### Text provided
——————
This is a list of notable events in the history of LGBT rights that took place in the year 2002.

Events
 Sweden legalizes adoption for same-sex couples, making Sweden's registered partnership nearly identical to marriage, with the exception of right to marriage in a church.
 US state of New York bans sexual orientation discrimination in the private sector.
 Tony Knowles, governor of the U.S. state of Alaska, issues an executive order banning sexual orientation discrimination in the public sector.

April
 28 – Homosexuality is decriminalized in the People's Republic of China, as the newly amended Marriage Law avoids this topic.

May
 6 – Openly gay Dutch politician Pim Fortuyn is assassinated by Volkert van der Graaf.
 10 – In Marc Hall v. Durham Catholic School Board, Canadian gay teenager Marc Hall wins an injunction permitting him to bring his boyfriend to his prom.
 17 – In Germany, the Bundestag passes a supplement to the Act of Abolition of National Socialism (NS-Aufhebungsgesetzes), vacating Nazi-era convictions of homosexuals.

July
 The United Nations Human Rights Committee in case Joslin et al. v. New Zealand concludes that ICCPR does not foresee a right to same-sex marriage.
——————
### Short exercise
Reproduce the 2002 LGBT rights timeline, everything from "17 – In Germany, the" down to "convictions of homosexuals.", with "Nazi-era" changed to "National Socialist-era".

### Given information
——————
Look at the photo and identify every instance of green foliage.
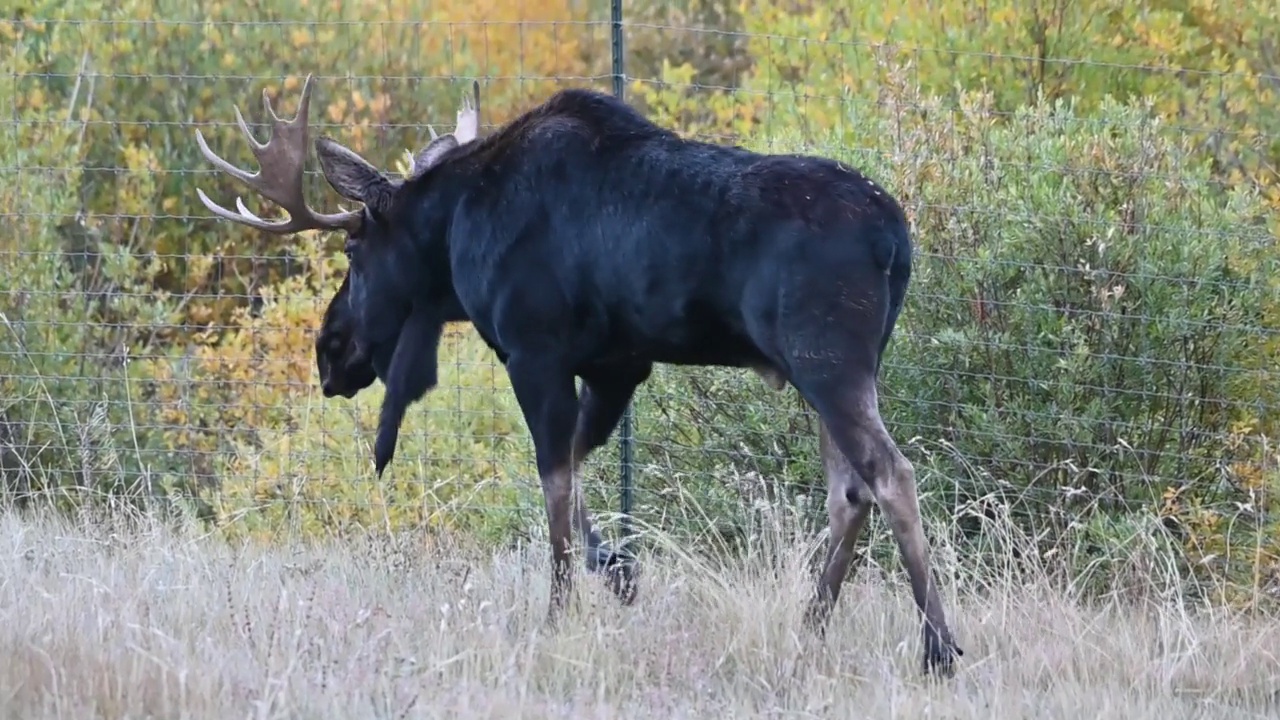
[0,0,1280,601]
——————
### The result
17 – In Germany, the Bundestag passes a supplement to the Act of Abolition of National Socialism (NS-Aufhebungsgesetzes), vacating National Socialist-era convictions of homosexuals.